# [WHAT THE TASK REQUIRES]
Put the records below into a numbered list, omitting any blank lines.

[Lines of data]
::::
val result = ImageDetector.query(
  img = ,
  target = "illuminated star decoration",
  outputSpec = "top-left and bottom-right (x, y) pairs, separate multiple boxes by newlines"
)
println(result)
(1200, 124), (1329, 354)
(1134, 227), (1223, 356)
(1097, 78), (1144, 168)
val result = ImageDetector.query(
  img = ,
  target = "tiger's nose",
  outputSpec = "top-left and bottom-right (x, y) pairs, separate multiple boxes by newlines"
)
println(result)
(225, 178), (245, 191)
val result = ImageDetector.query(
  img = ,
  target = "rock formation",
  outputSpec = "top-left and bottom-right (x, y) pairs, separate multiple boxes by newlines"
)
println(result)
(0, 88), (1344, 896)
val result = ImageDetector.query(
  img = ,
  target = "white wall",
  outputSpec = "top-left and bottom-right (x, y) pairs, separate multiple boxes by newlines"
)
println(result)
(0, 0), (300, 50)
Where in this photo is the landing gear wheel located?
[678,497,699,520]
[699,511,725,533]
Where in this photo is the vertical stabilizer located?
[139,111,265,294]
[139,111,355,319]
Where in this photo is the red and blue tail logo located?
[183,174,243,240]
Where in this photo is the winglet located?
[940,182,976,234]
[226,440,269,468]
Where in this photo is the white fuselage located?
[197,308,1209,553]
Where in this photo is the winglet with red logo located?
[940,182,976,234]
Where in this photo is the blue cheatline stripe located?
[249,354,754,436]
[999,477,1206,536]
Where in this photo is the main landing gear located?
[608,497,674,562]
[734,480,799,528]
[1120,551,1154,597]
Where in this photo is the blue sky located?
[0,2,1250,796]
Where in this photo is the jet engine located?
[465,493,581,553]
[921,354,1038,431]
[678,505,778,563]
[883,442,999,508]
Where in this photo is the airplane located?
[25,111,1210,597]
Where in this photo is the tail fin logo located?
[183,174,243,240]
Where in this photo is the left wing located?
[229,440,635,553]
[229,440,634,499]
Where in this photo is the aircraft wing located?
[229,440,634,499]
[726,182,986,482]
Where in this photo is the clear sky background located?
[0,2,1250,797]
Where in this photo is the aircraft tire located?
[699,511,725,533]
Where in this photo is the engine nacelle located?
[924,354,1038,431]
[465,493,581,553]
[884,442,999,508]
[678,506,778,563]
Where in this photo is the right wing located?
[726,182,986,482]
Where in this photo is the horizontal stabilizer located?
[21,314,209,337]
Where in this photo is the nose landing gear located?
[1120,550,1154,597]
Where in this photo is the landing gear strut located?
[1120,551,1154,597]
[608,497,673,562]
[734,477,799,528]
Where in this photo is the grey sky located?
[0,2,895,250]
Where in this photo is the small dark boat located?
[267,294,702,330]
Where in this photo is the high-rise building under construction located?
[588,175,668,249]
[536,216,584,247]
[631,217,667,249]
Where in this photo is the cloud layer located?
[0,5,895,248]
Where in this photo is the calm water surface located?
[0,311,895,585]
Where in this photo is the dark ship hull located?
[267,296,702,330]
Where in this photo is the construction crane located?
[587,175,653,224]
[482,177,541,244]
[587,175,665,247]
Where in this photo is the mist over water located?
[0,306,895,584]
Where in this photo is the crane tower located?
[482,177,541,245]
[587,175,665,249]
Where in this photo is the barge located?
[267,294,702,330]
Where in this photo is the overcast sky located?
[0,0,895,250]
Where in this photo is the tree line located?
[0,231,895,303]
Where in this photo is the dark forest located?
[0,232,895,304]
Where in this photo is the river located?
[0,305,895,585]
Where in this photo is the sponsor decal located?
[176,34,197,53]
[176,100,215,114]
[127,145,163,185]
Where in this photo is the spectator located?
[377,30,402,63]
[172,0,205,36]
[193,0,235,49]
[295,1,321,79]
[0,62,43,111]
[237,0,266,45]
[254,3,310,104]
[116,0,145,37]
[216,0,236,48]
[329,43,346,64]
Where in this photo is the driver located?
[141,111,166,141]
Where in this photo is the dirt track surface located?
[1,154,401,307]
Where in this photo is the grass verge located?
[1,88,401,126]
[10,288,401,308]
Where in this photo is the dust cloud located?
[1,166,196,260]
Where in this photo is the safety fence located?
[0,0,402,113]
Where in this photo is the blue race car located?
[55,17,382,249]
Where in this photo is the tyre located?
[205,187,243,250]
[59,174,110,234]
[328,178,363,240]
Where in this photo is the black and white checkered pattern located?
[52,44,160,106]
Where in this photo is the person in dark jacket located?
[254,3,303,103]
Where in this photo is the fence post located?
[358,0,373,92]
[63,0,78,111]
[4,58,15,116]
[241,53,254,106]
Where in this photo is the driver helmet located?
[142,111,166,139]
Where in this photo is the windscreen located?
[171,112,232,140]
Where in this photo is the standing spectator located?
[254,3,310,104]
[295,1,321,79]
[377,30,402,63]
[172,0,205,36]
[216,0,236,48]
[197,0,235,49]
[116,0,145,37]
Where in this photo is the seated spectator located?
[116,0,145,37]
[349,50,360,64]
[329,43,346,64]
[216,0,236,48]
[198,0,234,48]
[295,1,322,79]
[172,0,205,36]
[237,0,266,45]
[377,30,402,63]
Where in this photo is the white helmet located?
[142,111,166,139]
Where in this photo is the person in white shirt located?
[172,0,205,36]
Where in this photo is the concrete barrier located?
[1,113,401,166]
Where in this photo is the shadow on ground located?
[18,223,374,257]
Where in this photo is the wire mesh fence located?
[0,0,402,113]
::::
# [ANSWER TO THE TASK]
1. val result = ImageDetector.query(
2.   img = ,
3.   target = "illuminated star decoration",
4.   outputSpec = "top-left and bottom-right (x, y) pairs, separate multiple boxes by newlines"
5. )
6. println(result)
7. (1200, 124), (1329, 354)
8. (1134, 227), (1223, 356)
9. (1097, 78), (1144, 168)
10. val result = ImageDetector.query(
11.   img = ,
12.   target = "tiger's nose",
13.   outputSpec = "top-left and bottom-right (x, y) pairs, separate multiple boxes by newlines"
14. )
15. println(result)
16. (225, 178), (245, 191)
17. val result = ImageDetector.query(
18.   img = ,
19.   target = "rock formation",
20.   outputSpec = "top-left and bottom-right (x, y) pairs, separate multiple boxes by newlines"
21. )
22. println(result)
23. (0, 88), (1344, 896)
24. val result = ImageDetector.query(
25.   img = ,
26.   target = "white wall",
27.   outputSpec = "top-left and bottom-right (x, y) pairs, separate multiple boxes by newlines"
28. )
29. println(result)
30. (0, 0), (300, 50)
31. Where in this photo is the landing gear wheel located?
32. [678,497,699,520]
33. [699,511,725,533]
34. Where in this photo is the vertical stabilizer located?
35. [139,111,265,294]
36. [139,111,355,319]
37. Where in this photo is the red and blue tail logo located?
38. [183,174,243,240]
39. Where in this photo is the winglet located?
40. [940,182,976,234]
41. [226,440,269,468]
42. Where in this photo is the white fuselage located?
43. [197,308,1209,553]
44. Where in this photo is the winglet with red logo located?
45. [940,182,976,234]
46. Where in this photo is the blue cheatline stripe located?
47. [249,354,754,436]
48. [999,477,1206,536]
49. Where in this photo is the main landing gear located?
50. [608,497,674,562]
51. [734,480,799,528]
52. [1120,551,1154,597]
53. Where in this photo is the blue sky located?
54. [0,2,1250,796]
55. Where in this photo is the jet engine located?
56. [465,493,581,553]
57. [921,354,1038,431]
58. [678,505,778,563]
59. [883,442,999,508]
60. Where in this photo is the airplane located?
61. [25,111,1210,597]
62. Where in this photo is the tail fin logo located?
63. [183,174,243,240]
64. Where in this photo is the left wing located?
65. [229,440,635,553]
66. [229,440,634,499]
67. Where in this photo is the aircraft wing located?
68. [229,440,634,499]
69. [726,182,986,482]
70. Where in this photo is the clear sky background located?
71. [0,2,1250,797]
72. Where in this photo is the aircraft tire located?
73. [699,511,725,533]
74. Where in this photo is the engine nacelle located?
75. [924,354,1038,431]
76. [465,493,581,553]
77. [884,442,999,508]
78. [678,506,778,563]
79. Where in this photo is the right wing located?
80. [726,182,986,482]
81. Where in this photo is the horizontal stabilizer located?
82. [21,314,209,337]
83. Where in this photo is the nose landing gear located?
84. [1120,550,1154,597]
85. Where in this photo is the landing gear strut located?
86. [1120,551,1154,597]
87. [608,497,673,562]
88. [734,477,799,528]
89. Where in this photo is the grey sky located?
90. [0,2,895,250]
91. Where in this photo is the small dark boat located?
92. [267,294,702,330]
93. Where in this photo is the high-rise building under construction located?
94. [588,175,668,249]
95. [536,216,584,247]
96. [631,217,667,249]
97. Where in this photo is the cloud layer located?
98. [0,5,895,248]
99. Where in this photo is the calm water surface located?
100. [0,311,895,585]
101. Where in this photo is the dark ship hull located?
102. [267,296,702,330]
103. Where in this photo is the construction crane located?
104. [587,175,653,224]
105. [482,177,541,244]
106. [587,175,665,247]
107. Where in this photo is the mist over water located?
108. [0,306,895,584]
109. Where in this photo is the crane tower located?
110. [482,177,541,245]
111. [587,175,665,249]
112. Where in this photo is the barge located?
113. [267,294,702,330]
114. Where in this photo is the overcast sky located?
115. [0,0,895,250]
116. Where in this photo is the tree line located?
117. [0,231,895,303]
118. Where in this photo is the dark forest located?
119. [0,232,895,304]
120. Where in this photo is the river located?
121. [0,305,895,585]
122. Where in this photo is the sponsor decal located?
123. [176,34,197,53]
124. [176,100,215,114]
125. [127,145,163,185]
126. Where in this photo is the spectator located?
127. [377,30,402,63]
128. [172,0,205,36]
129. [193,0,235,49]
130. [295,1,321,79]
131. [0,62,43,111]
132. [237,0,266,45]
133. [254,3,310,104]
134. [116,0,145,37]
135. [216,0,236,48]
136. [329,43,346,64]
137. Where in this photo is the driver located?
138. [141,111,166,141]
139. Where in this photo is the dirt track surface located?
140. [1,154,401,307]
141. Where in this photo is the grass verge located?
142. [1,88,401,126]
143. [10,288,401,308]
144. Where in this photo is the dust cloud located?
145. [1,166,196,260]
146. Where in this photo is the safety fence located?
147. [0,0,402,113]
148. Where in this photo is the blue race car located?
149. [55,17,382,249]
150. Where in this photo is the tyre located?
151. [205,187,243,250]
152. [59,174,110,234]
153. [328,178,363,240]
154. Where in this photo is the black and white checkered pattern located?
155. [52,44,160,106]
156. Where in this photo is the person in dark jacket located?
157. [254,3,303,103]
158. Where in this photo is the fence post located?
159. [358,0,373,92]
160. [63,0,78,111]
161. [4,58,15,116]
162. [241,53,254,106]
163. Where in this photo is the driver helmet located?
164. [142,111,166,139]
165. Where in this photo is the windscreen located?
166. [171,112,232,140]
167. Where in this photo is the standing spectator located?
168. [254,3,310,104]
169. [295,1,321,79]
170. [377,30,402,63]
171. [172,0,205,36]
172. [216,0,236,48]
173. [197,0,235,49]
174. [116,0,145,37]
175. Where in this photo is the seated spectator located?
176. [116,0,145,37]
177. [349,50,360,64]
178. [329,43,346,64]
179. [216,0,236,48]
180. [198,0,234,48]
181. [295,1,322,79]
182. [172,0,205,36]
183. [237,0,266,45]
184. [377,30,402,63]
185. Where in this photo is the white helmet located?
186. [142,111,166,139]
187. Where in this photo is the person in white shirt located?
188. [172,0,205,36]
189. Where in this photo is the concrete barrier located?
190. [1,113,401,166]
191. Where in this photo is the shadow on ground located?
192. [18,223,374,257]
193. Where in this photo is the wire mesh fence located?
194. [0,0,402,113]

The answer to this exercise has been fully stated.